**Supplied passage:**
-=-=-=-=-
Alawalpur was founded by Alawal Khan, a Pashtun. Later, the Pashtuns were overthrown by Bains Jat chief Sardar Himmat Singh Bains, son of Chaudhary Gulab Rai Bains. The Bains family had been a Zamindar Chaudhary family of Mahilpur for centuries, and later held jagirs in two villages in Adampur. After repelling Afghans, the jagir and other villages came under the control of Sardar Himmat Singh, fifth son of Chaudhary Gulab Rai. His family also held jagirs in Gurdaspur, Ludhiana, Sirhind, Nabha, Patiala, and Jind riyasats.

Jagirs in Peshawar and Multan also exceeded 120,000 INR in the 18th and 19th centuries. Sardar Himmat Singh was a vakil of Raja Jaswant Singh of Nabha and later a vakil of Maharaja Ranjit Singh. Sardar Albel Singh Bains died fighting Afghans at the Battle of Jhelum in 1824. General Ram Singh Bains was also one of Maharaja Ranjit Singh's generals from this family.
-=-=-=-=-
**Problems to solve:**
A – Answer these from the passage on Alawalpur:
(i) Who founded Alawalpur?
(ii) Whose fifth son was Sardar Himmat Singh?
(iii) In which battle did Sardar Albel Singh Bains die?
B – Rewrite the passage on Alawalpur between "Jagirs in Peshawar" and "from this family.", inclusive, and switch every "vakil" to "envoy".
The lines are separate material and have nothing to do with the passage on Alawalpur.

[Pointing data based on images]
-=-=-=-=-
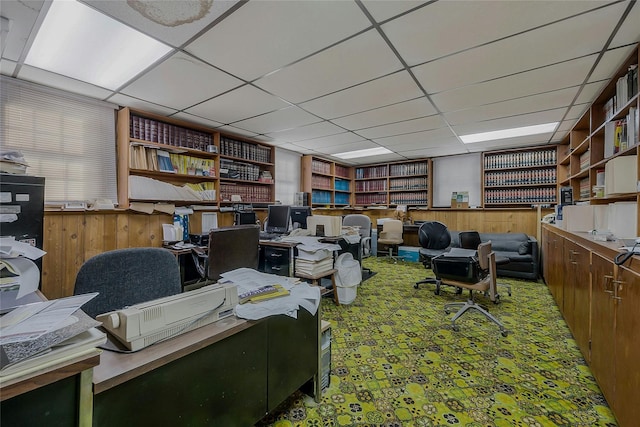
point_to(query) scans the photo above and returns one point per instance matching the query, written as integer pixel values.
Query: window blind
(287, 177)
(68, 139)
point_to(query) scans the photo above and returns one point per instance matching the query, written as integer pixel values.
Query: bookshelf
(329, 184)
(400, 183)
(606, 132)
(520, 177)
(161, 159)
(247, 169)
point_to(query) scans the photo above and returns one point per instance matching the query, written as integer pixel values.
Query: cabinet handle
(607, 278)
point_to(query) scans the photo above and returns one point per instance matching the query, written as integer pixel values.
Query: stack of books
(314, 263)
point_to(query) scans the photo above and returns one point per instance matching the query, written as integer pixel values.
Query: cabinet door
(555, 264)
(627, 335)
(577, 309)
(602, 321)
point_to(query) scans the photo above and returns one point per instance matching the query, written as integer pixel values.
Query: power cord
(622, 257)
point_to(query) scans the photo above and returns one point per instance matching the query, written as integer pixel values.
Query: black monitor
(278, 219)
(299, 216)
(244, 217)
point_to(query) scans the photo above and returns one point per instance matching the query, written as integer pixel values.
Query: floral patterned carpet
(397, 362)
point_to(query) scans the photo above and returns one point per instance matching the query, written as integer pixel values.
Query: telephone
(549, 219)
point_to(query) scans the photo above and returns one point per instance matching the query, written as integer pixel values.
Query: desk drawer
(276, 256)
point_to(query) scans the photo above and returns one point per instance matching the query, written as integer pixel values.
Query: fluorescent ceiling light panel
(508, 133)
(77, 41)
(362, 153)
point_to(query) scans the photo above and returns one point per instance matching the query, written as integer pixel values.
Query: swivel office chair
(127, 276)
(434, 239)
(391, 236)
(475, 273)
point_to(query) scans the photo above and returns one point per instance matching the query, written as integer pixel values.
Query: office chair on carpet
(391, 236)
(229, 248)
(363, 222)
(475, 273)
(434, 239)
(471, 240)
(125, 277)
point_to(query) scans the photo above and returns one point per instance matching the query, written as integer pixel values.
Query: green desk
(229, 373)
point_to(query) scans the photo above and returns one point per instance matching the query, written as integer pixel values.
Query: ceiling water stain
(171, 13)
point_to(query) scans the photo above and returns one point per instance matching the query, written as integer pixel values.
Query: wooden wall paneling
(53, 261)
(73, 250)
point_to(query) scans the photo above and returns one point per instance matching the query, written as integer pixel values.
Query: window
(68, 139)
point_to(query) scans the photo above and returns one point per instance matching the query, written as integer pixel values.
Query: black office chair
(434, 239)
(125, 277)
(229, 248)
(474, 272)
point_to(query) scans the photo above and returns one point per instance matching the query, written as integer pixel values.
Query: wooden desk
(57, 395)
(231, 372)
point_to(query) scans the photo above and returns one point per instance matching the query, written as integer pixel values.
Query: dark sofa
(519, 248)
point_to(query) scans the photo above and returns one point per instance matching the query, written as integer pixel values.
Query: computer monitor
(242, 218)
(299, 216)
(278, 219)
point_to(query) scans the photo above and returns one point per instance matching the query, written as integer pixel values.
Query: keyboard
(268, 236)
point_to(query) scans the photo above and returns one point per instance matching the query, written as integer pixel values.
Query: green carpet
(397, 362)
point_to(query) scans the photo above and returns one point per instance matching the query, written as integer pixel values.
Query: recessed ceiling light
(362, 153)
(80, 42)
(508, 133)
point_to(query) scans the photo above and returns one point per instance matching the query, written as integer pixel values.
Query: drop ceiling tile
(302, 133)
(286, 118)
(238, 104)
(341, 139)
(547, 116)
(195, 119)
(386, 90)
(413, 109)
(514, 107)
(566, 74)
(383, 10)
(7, 67)
(570, 39)
(197, 82)
(629, 32)
(407, 126)
(413, 34)
(127, 101)
(58, 81)
(264, 36)
(609, 64)
(349, 63)
(425, 139)
(232, 130)
(171, 22)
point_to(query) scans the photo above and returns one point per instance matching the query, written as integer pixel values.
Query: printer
(141, 325)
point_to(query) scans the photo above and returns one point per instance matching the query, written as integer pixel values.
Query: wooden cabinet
(600, 305)
(161, 159)
(329, 184)
(553, 268)
(401, 183)
(606, 131)
(577, 289)
(520, 177)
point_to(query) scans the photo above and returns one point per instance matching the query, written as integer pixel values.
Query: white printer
(141, 325)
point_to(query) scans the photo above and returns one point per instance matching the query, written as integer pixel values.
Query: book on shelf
(164, 162)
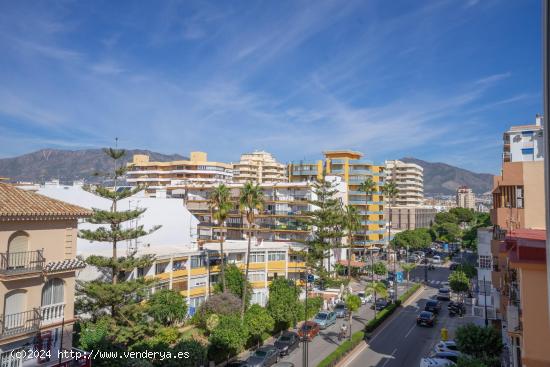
-=-=-=-=-
**Solutions in order:**
A –
(i) Alawal Khan, a Pashtun
(ii) Chaudhary Gulab Rai's
(iii) The Battle of Jhelum in 1824

B –
Jagirs in Peshawar and Multan also exceeded 120,000 INR in the 18th and 19th centuries. Sardar Himmat Singh was a envoy of Raja Jaswant Singh of Nabha and later a envoy of Maharaja Ranjit Singh. Sardar Albel Singh Bains died fighting Afghans at the Battle of Jhelum in 1824. General Ram Singh Bains was also one of Maharaja Ranjit Singh's generals from this family.